● Check your understanding:
1/ Check each statement against the article on writing a protagonist with dissociative amnesia. For each, answer yes or no and quote the words that settle it. (a) Emily Callahan is unconscious when she is found in Galveston harbor. (b) The writer revises chapters up to ten times. (c) The writer first read about Hannah Upp in a New Yorker article by Rachel Aviv.
2/ Retype the article on writing a protagonist with dissociative amnesia from "I was inspired" up to and including "September 14, 2017.".
3/ Write what comes next in the article on writing a protagonist with dissociative amnesia, starting after its last sentence.

*** Extract provided ***

How to Make a Character Forget: Writing a Protagonist with Dissociative Amnesia

How to Make a Character Forget_Writing a Protagonist with Dissociative AmnesiaWriting a character who has forgotten creates a myriad of problems and opportunities for the writer. My debut novel The Night She Went Missing opens with one such character: when eighteen-year-old Emily Callahan is found floating in Galveston harbor, she is unconscious but alive. She can’t remember where she’s been, with whom, or why she went missing ten weeks ago.

As a pantser, I’m getting to know characters, their dilemmas, and their hometowns as I go. I write unreadable first drafts and then revise chapters up to twenty times. With such a foolproof process [insert eyeroll here], you may be surprised that The Night She Went Missing didn’t just flow out of me. I restructured timelines and renamed characters and deleted chapters, all the time sorting out which characters could best move Emily’s story forward while she’s lying in a hospital bed. In the end, I mostly assigned that task to three mothers because frustrated women get things done.

I was inspired to write this story by the real-life story of Hannah Upp, which I first read about in Rachel Aviv’s gripping New Yorker article, “How a Young Woman Lost Her Identity.” I was teaching journalism at the time, and my students and I read the piece as a mentor text for writing strong features. Aviv details Hannah’s story of being diagnosed with dissociative fugue and going missing three times. As of writing this article, she has not been seen since September 14, 2017.

*** End of Extract provided ***
*** Data for analysis ***

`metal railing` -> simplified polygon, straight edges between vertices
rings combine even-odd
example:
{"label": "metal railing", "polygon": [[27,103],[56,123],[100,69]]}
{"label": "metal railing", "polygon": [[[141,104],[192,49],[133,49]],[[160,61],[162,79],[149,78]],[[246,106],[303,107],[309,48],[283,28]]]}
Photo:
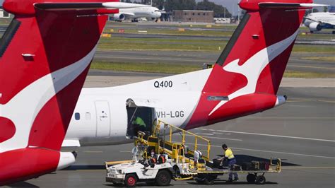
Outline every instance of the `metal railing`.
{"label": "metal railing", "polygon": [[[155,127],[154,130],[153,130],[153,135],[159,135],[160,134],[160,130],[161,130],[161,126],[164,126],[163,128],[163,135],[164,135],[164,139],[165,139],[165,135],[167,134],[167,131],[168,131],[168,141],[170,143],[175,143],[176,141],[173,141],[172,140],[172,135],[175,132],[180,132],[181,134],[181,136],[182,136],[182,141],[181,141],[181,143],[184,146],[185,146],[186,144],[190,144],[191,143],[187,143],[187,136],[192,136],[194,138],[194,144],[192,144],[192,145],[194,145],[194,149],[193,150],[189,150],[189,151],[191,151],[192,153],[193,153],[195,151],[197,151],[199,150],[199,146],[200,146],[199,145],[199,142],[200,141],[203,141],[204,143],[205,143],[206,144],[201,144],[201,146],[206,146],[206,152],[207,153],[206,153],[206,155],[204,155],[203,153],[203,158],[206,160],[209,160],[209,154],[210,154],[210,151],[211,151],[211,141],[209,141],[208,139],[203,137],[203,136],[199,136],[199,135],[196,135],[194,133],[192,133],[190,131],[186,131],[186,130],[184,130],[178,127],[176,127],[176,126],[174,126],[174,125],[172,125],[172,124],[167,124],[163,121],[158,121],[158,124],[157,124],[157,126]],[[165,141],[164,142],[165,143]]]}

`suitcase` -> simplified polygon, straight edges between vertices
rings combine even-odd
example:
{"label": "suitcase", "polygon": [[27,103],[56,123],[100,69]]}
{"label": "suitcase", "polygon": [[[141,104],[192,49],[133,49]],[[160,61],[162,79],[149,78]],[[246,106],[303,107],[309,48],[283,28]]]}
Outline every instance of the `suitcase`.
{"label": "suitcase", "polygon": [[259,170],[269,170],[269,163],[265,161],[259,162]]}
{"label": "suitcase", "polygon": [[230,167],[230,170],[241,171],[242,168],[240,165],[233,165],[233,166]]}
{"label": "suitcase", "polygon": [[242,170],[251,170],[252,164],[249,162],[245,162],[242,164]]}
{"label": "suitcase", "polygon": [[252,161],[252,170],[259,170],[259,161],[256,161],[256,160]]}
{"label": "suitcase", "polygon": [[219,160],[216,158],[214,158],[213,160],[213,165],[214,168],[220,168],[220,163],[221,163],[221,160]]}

*** End of Data for analysis ***

● Expected responses:
1/
(a) Yes: "when eighteen-year-old Emily Callahan is found floating in Galveston harbor, she is unconscious but alive."
(b) No: "I write unreadable first drafts and then revise chapters up to twenty times."
(c) Yes: "which I first read about in Rachel Aviv’s gripping New Yorker article, “How a Young Woman Lost Her Identity.”"

2/
I was inspired to write this story by the real-life story of Hannah Upp, which I first read about in Rachel Aviv’s gripping New Yorker article, “How a Young Woman Lost Her Identity.” I was teaching journalism at the time, and my students and I read the piece as a mentor text for writing strong features. Aviv details Hannah’s story of being diagnosed with dissociative fugue and going missing three times. As of writing this article, she has not been seen since September 14, 2017.

3/
I’ve found that reading long-form articles like Aviv’s can act as inspiration and research, so I keep a digital folder archived with the most interesting pieces I come across. Perhaps it’s because of my background as a journalism undergrad that real-life stories often act as my muse, and what I love about writing fiction is taking reality and twisting and turning the story into something that adds layers of what ifs.

Creative license in fiction writing is an essential part of what we do as storytellers. If we don’t have to stick to the actual facts–as journalists must–it allows us to weave new truths of our own. I did this with Emily’s diagnosis, in fact. Yes, she is diagnosed with an actual disorder–dissociative amnesia–but she does not meet all of the criteria for such a diagnosis. That is intentional.

In early drafts of my novel, Emily took on an alternate persona during her fugue state, a storyline that was more true to her diagnosis but also a lot more confusing for the reader. Changing Emily’s name to “Ava” and modifying her character into something unrecognizable just didn’t work, so even though I knew from medical research that these changes would actually be more realistic, I decided as a writer that it would be more true to the story—and kinder to the reader—to maintain more consistency with her life before she goes missing. Emily still forgets plenty of things, but her name and her basic interests are not among those lost memories.

Another challenge to writing a story with a character who forgets is deciding who will remember for her. I have a confession here: at one point, this novel had nine POVs. Nine! I suppose I really could not decide whose voice should speak the loudest. Thankfully, I have an amazing agent and an amazing editor who helped me course-correct by focusing the POV on the three mothers.

Catherine is Emily’s mother, and Leslie and Morgan are mothers of teenagers who were there the night Emily went missing. These three women are able to offer a sobering, birds-eye view of the town, the families involved, and the elite private school the children attend. Hearing from these three women allows the reader to make discoveries about Emily without her having to do much of the telling.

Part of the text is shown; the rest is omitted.